GIVEN PROBLEM 1> Find every line in the rows below that contains the string "handle", and copy each of those lines.

:: EXTRACTED TEXT ::

ON Wednesday August 8, the Delhi High Court decriminalised begging in the capital. In the course of its hearing, it had raised the question how begging could be an offence in a country where the government was unable to provide food and jobs; its final verdict is in line with this thinking. Of course there was no central legislation, or legislation relating specifically to Delhi, that had criminalised begging earlier; but the capital region like several other states had simply used the provisions of the Bombay Prevention of Begging Act to treat begging as a criminal activity.
India’s record in this regard even in the 21st century is worse than that of England in the 17th century where there had been a large increase in the incidence of begging, because of the impact of the process of primitive accumulation of capital. This process had occurred in several different ways, from the “Enclosure Movement” (where common land was simply enclosed and appropriated by the landlords which made petty production unviable and threw out lots of petty producers from their traditional activities) to massive inflation owing to the inflow of precious metals from the Americas (which lowered real wages and made the traditional ways of living impossible for many). 17th century England had developed a dual system to cope with such increase in begging.
A distinction was drawn between those who were able-bodied and therefore could work but did not have jobs, and those, like the elderly and disabled, who were simply unable to work. For the former there were “work-houses” where they were provided with raw materials and made to work, while the latter were provided with relief in their places of residence by taxing those local residents who were “able to pay”. It is estimated that by 1776 as many as 1,00,000 paupers were housed in work-houses across England and Wales, and that, additionally, by the end of the century as many as a million persons were getting poverty relief at the local level. These two figures put together would amount perhaps to more than 10 percent of the total population of England and Wales at the time. This is a measure as much of the devastation caused by primitive accumulation of capital in the development of capitalism, as of the fact that such devastation was also accompanied by a measure of relief to the destitute even under developing capitalism in metropolitan economies.

:::
:: SUPPLIED RECORDS ::

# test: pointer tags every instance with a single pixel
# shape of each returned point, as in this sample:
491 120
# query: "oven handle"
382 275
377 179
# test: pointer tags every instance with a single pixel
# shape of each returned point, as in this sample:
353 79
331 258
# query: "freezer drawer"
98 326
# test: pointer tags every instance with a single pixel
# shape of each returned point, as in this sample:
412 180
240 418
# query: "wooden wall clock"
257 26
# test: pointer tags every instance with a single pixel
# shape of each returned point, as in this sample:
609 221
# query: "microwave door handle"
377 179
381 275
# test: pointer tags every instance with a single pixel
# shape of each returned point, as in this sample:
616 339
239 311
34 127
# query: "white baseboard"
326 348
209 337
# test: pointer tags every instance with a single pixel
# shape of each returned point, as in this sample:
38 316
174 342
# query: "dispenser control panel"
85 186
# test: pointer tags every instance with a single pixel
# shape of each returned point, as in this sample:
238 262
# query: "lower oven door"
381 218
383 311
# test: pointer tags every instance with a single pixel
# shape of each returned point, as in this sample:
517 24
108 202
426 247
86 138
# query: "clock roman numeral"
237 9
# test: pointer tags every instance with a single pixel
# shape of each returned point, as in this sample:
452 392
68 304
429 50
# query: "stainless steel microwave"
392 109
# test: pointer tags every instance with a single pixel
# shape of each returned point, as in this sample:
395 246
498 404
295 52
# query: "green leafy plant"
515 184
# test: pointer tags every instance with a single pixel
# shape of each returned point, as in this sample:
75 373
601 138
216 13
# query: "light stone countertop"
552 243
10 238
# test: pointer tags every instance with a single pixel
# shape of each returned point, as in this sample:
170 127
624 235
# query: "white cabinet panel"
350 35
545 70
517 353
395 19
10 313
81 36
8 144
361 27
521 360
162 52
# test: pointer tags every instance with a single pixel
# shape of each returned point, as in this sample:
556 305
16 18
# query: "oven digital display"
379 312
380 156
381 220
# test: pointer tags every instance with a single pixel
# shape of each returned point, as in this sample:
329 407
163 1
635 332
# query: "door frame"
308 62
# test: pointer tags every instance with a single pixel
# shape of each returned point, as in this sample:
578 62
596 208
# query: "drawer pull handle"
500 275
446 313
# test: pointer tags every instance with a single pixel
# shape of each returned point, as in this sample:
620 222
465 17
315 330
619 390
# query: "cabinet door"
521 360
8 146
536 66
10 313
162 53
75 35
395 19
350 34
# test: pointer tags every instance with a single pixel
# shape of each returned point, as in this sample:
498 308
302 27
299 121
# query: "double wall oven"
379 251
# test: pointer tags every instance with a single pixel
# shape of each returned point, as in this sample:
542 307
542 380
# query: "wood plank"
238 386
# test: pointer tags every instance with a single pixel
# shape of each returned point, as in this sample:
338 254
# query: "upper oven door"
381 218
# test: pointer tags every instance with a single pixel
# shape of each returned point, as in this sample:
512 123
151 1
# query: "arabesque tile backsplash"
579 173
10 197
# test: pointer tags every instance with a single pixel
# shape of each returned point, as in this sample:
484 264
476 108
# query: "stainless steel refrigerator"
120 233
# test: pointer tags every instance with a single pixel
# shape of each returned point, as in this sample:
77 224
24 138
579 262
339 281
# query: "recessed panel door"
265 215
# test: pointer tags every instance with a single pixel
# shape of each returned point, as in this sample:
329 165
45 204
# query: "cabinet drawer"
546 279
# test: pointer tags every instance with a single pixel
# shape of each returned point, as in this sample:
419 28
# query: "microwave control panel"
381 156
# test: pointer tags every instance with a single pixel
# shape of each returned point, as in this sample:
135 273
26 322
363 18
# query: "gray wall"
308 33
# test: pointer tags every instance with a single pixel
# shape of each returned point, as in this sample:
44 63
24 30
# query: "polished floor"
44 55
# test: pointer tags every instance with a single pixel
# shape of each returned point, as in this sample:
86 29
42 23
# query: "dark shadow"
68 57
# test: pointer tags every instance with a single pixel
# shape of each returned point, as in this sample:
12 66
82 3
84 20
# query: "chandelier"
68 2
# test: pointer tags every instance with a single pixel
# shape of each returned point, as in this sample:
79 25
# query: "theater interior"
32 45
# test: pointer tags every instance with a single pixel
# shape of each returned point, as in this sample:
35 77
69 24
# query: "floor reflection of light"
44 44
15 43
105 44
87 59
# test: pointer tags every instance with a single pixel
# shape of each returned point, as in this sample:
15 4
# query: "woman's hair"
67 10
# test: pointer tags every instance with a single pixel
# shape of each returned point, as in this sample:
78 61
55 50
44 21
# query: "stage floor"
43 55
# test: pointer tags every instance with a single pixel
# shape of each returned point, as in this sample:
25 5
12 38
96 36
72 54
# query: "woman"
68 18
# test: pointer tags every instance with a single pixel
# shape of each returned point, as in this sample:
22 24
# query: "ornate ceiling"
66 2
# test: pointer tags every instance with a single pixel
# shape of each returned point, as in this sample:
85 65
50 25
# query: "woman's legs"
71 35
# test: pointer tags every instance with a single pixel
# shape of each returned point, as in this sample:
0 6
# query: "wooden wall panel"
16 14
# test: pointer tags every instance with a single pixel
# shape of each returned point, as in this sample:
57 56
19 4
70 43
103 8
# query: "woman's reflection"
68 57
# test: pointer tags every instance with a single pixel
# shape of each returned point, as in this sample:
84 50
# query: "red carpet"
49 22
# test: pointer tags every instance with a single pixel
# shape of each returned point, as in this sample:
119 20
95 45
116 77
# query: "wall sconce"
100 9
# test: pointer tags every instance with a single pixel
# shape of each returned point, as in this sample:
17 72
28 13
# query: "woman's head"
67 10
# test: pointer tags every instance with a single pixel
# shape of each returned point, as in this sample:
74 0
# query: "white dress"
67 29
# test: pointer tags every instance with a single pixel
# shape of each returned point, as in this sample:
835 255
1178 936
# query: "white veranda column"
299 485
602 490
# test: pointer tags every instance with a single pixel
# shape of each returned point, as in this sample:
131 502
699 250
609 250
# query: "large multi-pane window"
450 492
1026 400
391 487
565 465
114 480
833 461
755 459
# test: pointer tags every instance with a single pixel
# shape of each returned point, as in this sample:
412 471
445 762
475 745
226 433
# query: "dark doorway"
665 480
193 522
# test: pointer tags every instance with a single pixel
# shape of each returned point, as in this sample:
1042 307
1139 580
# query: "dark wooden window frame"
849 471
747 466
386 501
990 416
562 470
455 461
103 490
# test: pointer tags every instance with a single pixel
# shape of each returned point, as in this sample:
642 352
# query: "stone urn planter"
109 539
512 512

:::

GIVEN PROBLEM 2> Repeat the passage on begging above in full, word for word.

WORKED SOLUTION 1>
# query: "oven handle"
# query: "microwave door handle"
# query: "drawer pull handle"

WORKED SOLUTION 2>
ON Wednesday August 8, the Delhi High Court decriminalised begging in the capital. In the course of its hearing, it had raised the question how begging could be an offence in a country where the government was unable to provide food and jobs; its final verdict is in line with this thinking. Of course there was no central legislation, or legislation relating specifically to Delhi, that had criminalised begging earlier; but the capital region like several other states had simply used the provisions of the Bombay Prevention of Begging Act to treat begging as a criminal activity.
India’s record in this regard even in the 21st century is worse than that of England in the 17th century where there had been a large increase in the incidence of begging, because of the impact of the process of primitive accumulation of capital. This process had occurred in several different ways, from the “Enclosure Movement” (where common land was simply enclosed and appropriated by the landlords which made petty production unviable and threw out lots of petty producers from their traditional activities) to massive inflation owing to the inflow of precious metals from the Americas (which lowered real wages and made the traditional ways of living impossible for many). 17th century England had developed a dual system to cope with such increase in begging.
A distinction was drawn between those who were able-bodied and therefore could work but did not have jobs, and those, like the elderly and disabled, who were simply unable to work. For the former there were “work-houses” where they were provided with raw materials and made to work, while the latter were provided with relief in their places of residence by taxing those local residents who were “able to pay”. It is estimated that by 1776 as many as 1,00,000 paupers were housed in work-houses across England and Wales, and that, additionally, by the end of the century as many as a million persons were getting poverty relief at the local level. These two figures put together would amount perhaps to more than 10 percent of the total population of England and Wales at the time. This is a measure as much of the devastation caused by primitive accumulation of capital in the development of capitalism, as of the fact that such devastation was also accompanied by a measure of relief to the destitute even under developing capitalism in metropolitan economies.